» YOUR GOAL:
Update the material below by replacing "pixel coordinates" with "image coordinates" wherever it appears and keeping everything else the same. Omit the pictures from your answer.

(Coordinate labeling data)
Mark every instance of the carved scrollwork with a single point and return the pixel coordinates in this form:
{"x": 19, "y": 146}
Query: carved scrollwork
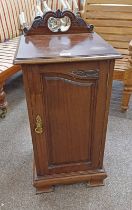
{"x": 85, "y": 74}
{"x": 40, "y": 24}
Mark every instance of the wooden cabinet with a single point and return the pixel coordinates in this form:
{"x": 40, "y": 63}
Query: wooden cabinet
{"x": 68, "y": 102}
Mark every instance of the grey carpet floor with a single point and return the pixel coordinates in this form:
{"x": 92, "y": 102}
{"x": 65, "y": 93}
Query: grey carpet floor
{"x": 16, "y": 190}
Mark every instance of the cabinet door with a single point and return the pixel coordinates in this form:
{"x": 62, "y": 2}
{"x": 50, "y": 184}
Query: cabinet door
{"x": 66, "y": 98}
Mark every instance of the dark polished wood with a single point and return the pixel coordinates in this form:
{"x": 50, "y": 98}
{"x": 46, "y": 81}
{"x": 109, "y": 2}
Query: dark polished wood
{"x": 40, "y": 24}
{"x": 64, "y": 48}
{"x": 68, "y": 81}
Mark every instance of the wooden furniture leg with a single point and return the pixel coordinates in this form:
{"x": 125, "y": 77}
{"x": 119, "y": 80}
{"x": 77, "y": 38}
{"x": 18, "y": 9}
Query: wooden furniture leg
{"x": 3, "y": 102}
{"x": 127, "y": 82}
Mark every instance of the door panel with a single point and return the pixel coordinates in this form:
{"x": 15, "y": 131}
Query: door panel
{"x": 70, "y": 108}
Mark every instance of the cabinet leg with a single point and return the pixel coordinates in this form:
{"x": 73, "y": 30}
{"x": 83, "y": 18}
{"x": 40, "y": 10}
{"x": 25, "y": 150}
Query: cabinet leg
{"x": 3, "y": 102}
{"x": 95, "y": 183}
{"x": 45, "y": 189}
{"x": 126, "y": 97}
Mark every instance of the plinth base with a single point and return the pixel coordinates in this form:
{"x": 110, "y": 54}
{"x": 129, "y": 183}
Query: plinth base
{"x": 44, "y": 184}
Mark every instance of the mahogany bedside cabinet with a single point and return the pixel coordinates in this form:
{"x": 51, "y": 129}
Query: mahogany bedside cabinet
{"x": 67, "y": 71}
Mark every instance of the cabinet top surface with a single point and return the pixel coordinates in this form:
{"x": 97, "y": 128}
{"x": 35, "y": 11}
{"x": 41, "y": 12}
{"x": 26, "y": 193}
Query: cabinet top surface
{"x": 63, "y": 48}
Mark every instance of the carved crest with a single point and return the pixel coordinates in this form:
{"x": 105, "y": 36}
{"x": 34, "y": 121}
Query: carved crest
{"x": 40, "y": 25}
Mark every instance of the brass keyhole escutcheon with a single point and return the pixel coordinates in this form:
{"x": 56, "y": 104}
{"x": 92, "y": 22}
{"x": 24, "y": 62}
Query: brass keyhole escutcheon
{"x": 39, "y": 125}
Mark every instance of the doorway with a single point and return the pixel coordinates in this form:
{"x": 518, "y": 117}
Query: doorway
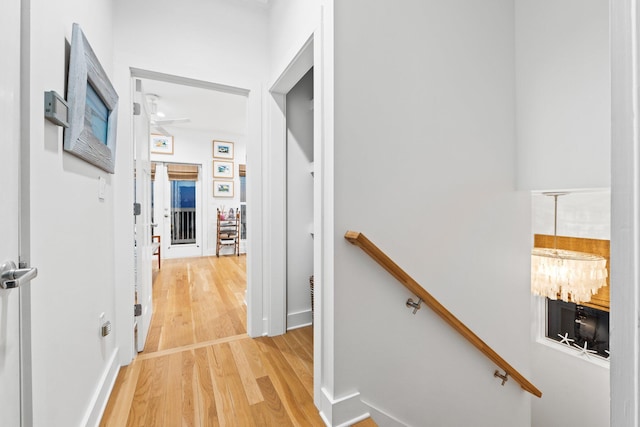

» RESULT FOR THIS TASK:
Mark every instance of the carved scrollwork with a single point and return the image coordinates in this form:
{"x": 19, "y": 146}
Query: carved scrollwork
{"x": 85, "y": 74}
{"x": 40, "y": 24}
Mark every instance of the wooden cabinet with a single point and return the image coordinates in this form:
{"x": 40, "y": 63}
Query: wooden cabinet
{"x": 68, "y": 102}
Mark every instance of the grey carpet floor with a single point and return the image coordinates in this form:
{"x": 92, "y": 102}
{"x": 65, "y": 93}
Query: grey carpet floor
{"x": 16, "y": 190}
Mark every instance of the cabinet door with a single point and return the image coordinates in this form:
{"x": 62, "y": 2}
{"x": 50, "y": 184}
Query: cabinet door
{"x": 66, "y": 98}
Mark every instance of the dark polished wood with a single point and return the image coordinates in this form:
{"x": 50, "y": 98}
{"x": 46, "y": 81}
{"x": 109, "y": 2}
Query: dark polished wood
{"x": 40, "y": 24}
{"x": 64, "y": 48}
{"x": 68, "y": 81}
Mark every instance of the wooden furniture leg with a single point and return the image coordinates in this form:
{"x": 125, "y": 77}
{"x": 119, "y": 80}
{"x": 77, "y": 38}
{"x": 18, "y": 9}
Query: wooden furniture leg
{"x": 3, "y": 102}
{"x": 127, "y": 82}
Mark every instance of the door panel with a single point and return the image coordinates in this form:
{"x": 15, "y": 131}
Query: door panel
{"x": 70, "y": 108}
Mark every instance of the cabinet leg with a single point and return the image coordinates in this form:
{"x": 73, "y": 30}
{"x": 83, "y": 18}
{"x": 40, "y": 10}
{"x": 25, "y": 150}
Query: cabinet leg
{"x": 3, "y": 102}
{"x": 95, "y": 183}
{"x": 45, "y": 189}
{"x": 126, "y": 97}
Mark every instance of the plinth base with a single point and return the image coordinates in this form:
{"x": 110, "y": 54}
{"x": 129, "y": 183}
Query: plinth base
{"x": 44, "y": 184}
Mark every instance of the mahogany bedside cabinet with a single point and return the image coordinates in this form:
{"x": 51, "y": 129}
Query: mahogany bedside cabinet
{"x": 67, "y": 71}
Mark every instance of the cabinet top surface with a single point and return the image coordinates in this form:
{"x": 97, "y": 128}
{"x": 35, "y": 11}
{"x": 41, "y": 12}
{"x": 26, "y": 193}
Query: cabinet top surface
{"x": 63, "y": 48}
Mark every instance of the carved crest with a single point and return the image coordinates in this form:
{"x": 105, "y": 36}
{"x": 34, "y": 121}
Query: carved crest
{"x": 40, "y": 25}
Mark every instance of the brass keyhole escutcheon with a single point and return the image coordinates in this form:
{"x": 56, "y": 104}
{"x": 92, "y": 22}
{"x": 24, "y": 62}
Query: brass keyhole escutcheon
{"x": 39, "y": 125}
Mark every instance of the doorway with a single point and return the image coordinates in this form:
{"x": 518, "y": 117}
Query: doorway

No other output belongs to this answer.